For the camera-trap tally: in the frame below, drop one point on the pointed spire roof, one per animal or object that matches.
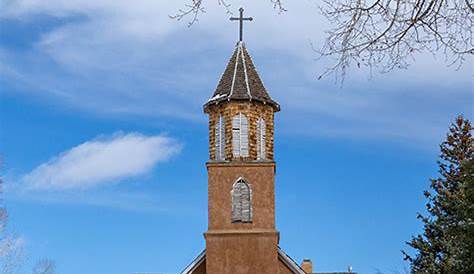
(241, 81)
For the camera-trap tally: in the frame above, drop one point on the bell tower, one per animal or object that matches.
(241, 236)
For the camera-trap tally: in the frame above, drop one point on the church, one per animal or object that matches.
(241, 236)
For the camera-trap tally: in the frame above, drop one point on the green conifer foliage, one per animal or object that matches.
(446, 245)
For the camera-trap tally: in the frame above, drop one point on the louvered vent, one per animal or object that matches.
(240, 143)
(220, 139)
(261, 139)
(241, 202)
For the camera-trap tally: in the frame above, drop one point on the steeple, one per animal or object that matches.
(241, 82)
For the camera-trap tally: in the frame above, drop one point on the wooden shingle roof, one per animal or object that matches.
(241, 81)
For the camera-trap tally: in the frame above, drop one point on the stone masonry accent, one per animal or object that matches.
(253, 110)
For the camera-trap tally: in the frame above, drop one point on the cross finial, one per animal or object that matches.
(241, 19)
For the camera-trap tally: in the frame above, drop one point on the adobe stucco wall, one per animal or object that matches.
(201, 269)
(242, 253)
(259, 175)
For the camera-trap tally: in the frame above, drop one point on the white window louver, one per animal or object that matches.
(261, 139)
(241, 202)
(220, 139)
(240, 144)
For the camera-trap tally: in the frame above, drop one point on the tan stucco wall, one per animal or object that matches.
(242, 253)
(283, 269)
(221, 178)
(201, 269)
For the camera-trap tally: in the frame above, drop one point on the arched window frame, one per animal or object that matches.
(240, 142)
(220, 138)
(241, 202)
(261, 139)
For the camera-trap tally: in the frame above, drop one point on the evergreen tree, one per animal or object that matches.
(446, 245)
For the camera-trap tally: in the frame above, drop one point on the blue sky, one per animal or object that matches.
(103, 139)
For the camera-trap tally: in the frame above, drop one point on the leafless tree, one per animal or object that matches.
(196, 7)
(386, 34)
(45, 266)
(11, 248)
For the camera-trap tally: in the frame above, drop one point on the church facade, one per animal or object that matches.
(241, 236)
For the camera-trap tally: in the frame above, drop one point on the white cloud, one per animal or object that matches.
(126, 58)
(101, 161)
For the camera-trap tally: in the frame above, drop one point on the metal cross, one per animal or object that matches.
(241, 19)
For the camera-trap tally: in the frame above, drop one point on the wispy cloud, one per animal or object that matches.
(105, 160)
(128, 58)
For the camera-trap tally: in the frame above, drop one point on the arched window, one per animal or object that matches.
(240, 143)
(241, 202)
(261, 139)
(220, 138)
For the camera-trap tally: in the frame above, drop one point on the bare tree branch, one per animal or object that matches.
(196, 7)
(45, 266)
(386, 34)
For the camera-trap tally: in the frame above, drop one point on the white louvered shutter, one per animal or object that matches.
(236, 136)
(241, 202)
(240, 136)
(244, 136)
(220, 139)
(261, 139)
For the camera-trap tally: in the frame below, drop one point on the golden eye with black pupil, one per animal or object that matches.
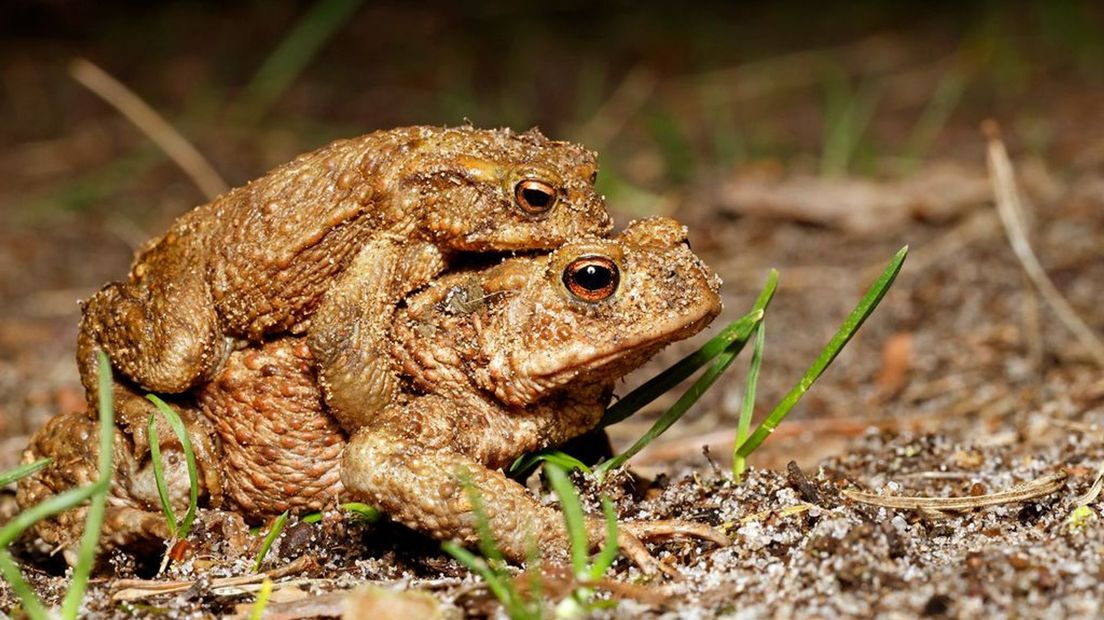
(592, 278)
(534, 196)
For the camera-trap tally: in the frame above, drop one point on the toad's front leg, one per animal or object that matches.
--
* [What you should do] Rewrite all of the records above with "camera-trap tally" changed to "wildlife count" and nothing else altered. Leave the pictures out.

* [Response to this exercise]
For the wildlife count: in the frame below, drop one point on the pointed spire roof, one per animal or object that matches.
(241, 81)
For the wildlife count: in the frame above, drop one point on the bell tower, one per animal or object that matches.
(241, 236)
For the wildlife count: in the frame above, drop one point on the church, one per animal or object that matches.
(241, 236)
For the wildlife count: in the frame above, drop one point on the green conifer foliage, one per animal or object that matches.
(446, 245)
For the wildlife count: in the frame above, drop one point on the louvered vent, one per animal or object that matches.
(240, 143)
(220, 139)
(261, 139)
(241, 202)
For the wildlife count: in the frame above, drop one point on the steeple, one per animal or object that matches.
(241, 82)
For the wildlife count: in the frame above, drop one point on the wooden shingle roof, one per animal or object that matches.
(241, 81)
For the wildlife count: in the frame above, drop one point on the stone masonry accent, one per animal or object that matches.
(253, 110)
For the wildlife count: in the frame above, drop one point on the cross finial, one per animal or object that matches.
(241, 19)
For the wildlife count: in the frame above, drop one point on the adobe stucco wall, one per animal or object that matches.
(201, 269)
(242, 253)
(259, 175)
For the wildlife count: in the frame above, drop one point on the white window louver, one per animal or object that matches.
(261, 139)
(241, 202)
(220, 139)
(240, 144)
For the wildlife count: in the frame above, drop one point on the tan stucco wall, one per animal or object that matches.
(242, 253)
(283, 269)
(221, 178)
(201, 269)
For the wildlife count: in the frame above, drop one point on the arched window frame, one per animal or object that matches.
(240, 142)
(220, 138)
(241, 202)
(261, 139)
For the wildlife count: in the frame above, drop one point on the evergreen tree, one per animal or object that matches.
(446, 245)
For the wildlife count: in the frame above, drop one point on the blue sky, one per animal or object that matches.
(103, 139)
For the wildlife count: in the frame above, drop one point on the leafless tree, one per animal or object that matches.
(196, 7)
(386, 34)
(45, 266)
(11, 248)
For the wildlife count: in the frame above, drop one point on the church facade, one per animal or object that matches.
(241, 236)
For the wildlife count: in the frame above, drop one point on the white cloud, one per animal or object that matches.
(126, 58)
(101, 161)
For the wildlife count: in the frame above, drop one point on the metal cross, one per animal or object that matches.
(241, 19)
For the wildlife count: in the frame above, drop one point on the wispy cloud, one per animal or object that matches.
(105, 160)
(128, 58)
For the wildlife count: in the frame above, drop one point on the arched window, one per animal or object that matches.
(240, 143)
(241, 202)
(261, 139)
(220, 138)
For the wildlife count: in the frame above, drop one point on the bare tree branch, one per animal or object that matches.
(196, 7)
(45, 266)
(386, 34)
For the wildlife count: in the frame above, drop one point on the white louvered shutter, one per animal or object that matches.
(236, 136)
(241, 202)
(240, 136)
(244, 136)
(220, 139)
(261, 139)
For the wildlife count: in the frame below, drop one point on the golden eye with black pupil, one per animal or object that matches.
(592, 278)
(534, 196)
For the wildlife count: in the frame above, drop one point on the toad's front leg, one per animal or object that matches.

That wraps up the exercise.